## Instrução
Digite novamente todas as linhas abaixo, sem alterar nada.

## Linhas a processar

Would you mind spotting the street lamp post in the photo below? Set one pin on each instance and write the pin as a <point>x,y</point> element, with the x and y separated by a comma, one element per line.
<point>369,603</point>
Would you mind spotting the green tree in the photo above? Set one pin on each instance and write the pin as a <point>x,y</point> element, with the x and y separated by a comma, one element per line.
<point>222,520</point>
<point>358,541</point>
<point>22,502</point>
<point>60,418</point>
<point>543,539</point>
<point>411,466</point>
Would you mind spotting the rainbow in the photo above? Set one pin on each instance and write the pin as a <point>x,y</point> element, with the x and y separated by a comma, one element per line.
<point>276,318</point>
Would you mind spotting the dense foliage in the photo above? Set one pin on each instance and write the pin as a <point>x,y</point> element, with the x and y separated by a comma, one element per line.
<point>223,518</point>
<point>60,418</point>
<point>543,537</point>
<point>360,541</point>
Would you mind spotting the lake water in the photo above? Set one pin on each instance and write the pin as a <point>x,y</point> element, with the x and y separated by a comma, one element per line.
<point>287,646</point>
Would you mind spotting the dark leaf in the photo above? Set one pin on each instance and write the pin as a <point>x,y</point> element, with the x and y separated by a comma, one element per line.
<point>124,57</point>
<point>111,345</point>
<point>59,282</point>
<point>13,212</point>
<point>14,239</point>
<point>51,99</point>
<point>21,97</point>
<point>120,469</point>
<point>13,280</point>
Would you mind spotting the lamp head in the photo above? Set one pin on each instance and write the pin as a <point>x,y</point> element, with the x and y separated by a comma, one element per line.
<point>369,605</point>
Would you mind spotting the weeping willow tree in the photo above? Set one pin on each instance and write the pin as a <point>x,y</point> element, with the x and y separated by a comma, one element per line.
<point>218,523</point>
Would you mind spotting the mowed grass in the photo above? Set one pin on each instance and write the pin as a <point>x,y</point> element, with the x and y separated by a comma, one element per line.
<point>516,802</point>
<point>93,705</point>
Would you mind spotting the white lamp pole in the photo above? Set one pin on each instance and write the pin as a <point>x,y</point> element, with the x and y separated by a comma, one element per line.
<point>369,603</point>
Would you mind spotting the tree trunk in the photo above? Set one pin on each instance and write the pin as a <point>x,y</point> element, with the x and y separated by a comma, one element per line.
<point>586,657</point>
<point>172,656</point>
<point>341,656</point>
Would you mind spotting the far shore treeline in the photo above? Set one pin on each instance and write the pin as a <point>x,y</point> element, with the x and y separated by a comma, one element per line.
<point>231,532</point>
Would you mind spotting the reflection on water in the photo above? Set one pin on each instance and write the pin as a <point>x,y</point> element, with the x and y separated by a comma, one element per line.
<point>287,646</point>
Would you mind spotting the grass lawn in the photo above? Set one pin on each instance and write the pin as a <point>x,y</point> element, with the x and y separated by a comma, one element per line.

## Resposta ao problema
Would you mind spotting the street lamp post in the photo below? Set one pin on each instance and write the pin as a <point>x,y</point> element, with the x and y separated by a comma, one element per line.
<point>369,603</point>
Would you mind spotting the green tree in the photo above? Set one pin on each instance and write the pin as a <point>x,y</point> element, with the x and y separated by a comma, one element per line.
<point>222,520</point>
<point>358,541</point>
<point>22,502</point>
<point>60,418</point>
<point>543,539</point>
<point>411,466</point>
Would you mind spotting the rainbow in the photo above? Set one pin on each instance and write the pin as a <point>x,y</point> element, with the x and y separated by a comma, one element per line.
<point>276,318</point>
Would you mind spotting the dense foliage in the photo above? Set one pin on each instance and write the pin as a <point>x,y</point> element, with the x and y separated by a comma, one element per line.
<point>223,518</point>
<point>60,418</point>
<point>543,537</point>
<point>360,541</point>
Would you mind spotting the lake water in the photo above? Set one pin on each instance and write the pin as a <point>x,y</point> element, with the x and y separated by a comma, one element per line.
<point>287,646</point>
Would you mind spotting the dark leaf in the photo above? Set one pin on each instance and write the pin as a <point>x,y</point> element, with the x and y separated by a comma, one element per line.
<point>124,57</point>
<point>111,345</point>
<point>59,282</point>
<point>13,212</point>
<point>14,239</point>
<point>51,99</point>
<point>21,97</point>
<point>120,469</point>
<point>13,280</point>
Would you mind spotting the lamp head in the photo above? Set one pin on each instance and write the pin as a <point>x,y</point> element, with the x and y separated by a comma, one element per line.
<point>369,605</point>
Would you mind spotting the weeping willow tree in the photo above? Set one pin on each instance and write the pin as a <point>x,y</point> element, with the x and y separated by a comma, one element per line.
<point>218,523</point>
Would you mind spotting the mowed grass in the photo above? Set one pin on each instance and write the pin as a <point>x,y</point> element, with the x and y separated by a comma, one element per line.
<point>516,802</point>
<point>93,705</point>
Would you mind spotting the white lamp pole in the photo above? Set one pin on each instance and write the pin as a <point>x,y</point> element, with the x and y separated by a comma, one element per line.
<point>369,603</point>
Would you mind spotting the tree trunk in the photo above? Set one pin on each instance and write the pin as a <point>x,y</point> element, with the x and y separated by a comma, one element per line.
<point>586,657</point>
<point>172,656</point>
<point>341,656</point>
Would you mind spotting the far shore treeline in the photo above? Set one pin on each instance and write the pin as a <point>x,y</point> element, with the x and y separated by a comma, one element per line.
<point>231,532</point>
Would you mind spotting the reflection on water in the photo above? Set one pin on each instance and write the pin as a <point>x,y</point> element, with the x and y separated by a comma, one element per line.
<point>287,646</point>
Would you mind spotting the grass lawn in the photo above? Set one pin on each instance and write the pin as a <point>x,y</point> element, with the x and y separated by a comma, one element per line.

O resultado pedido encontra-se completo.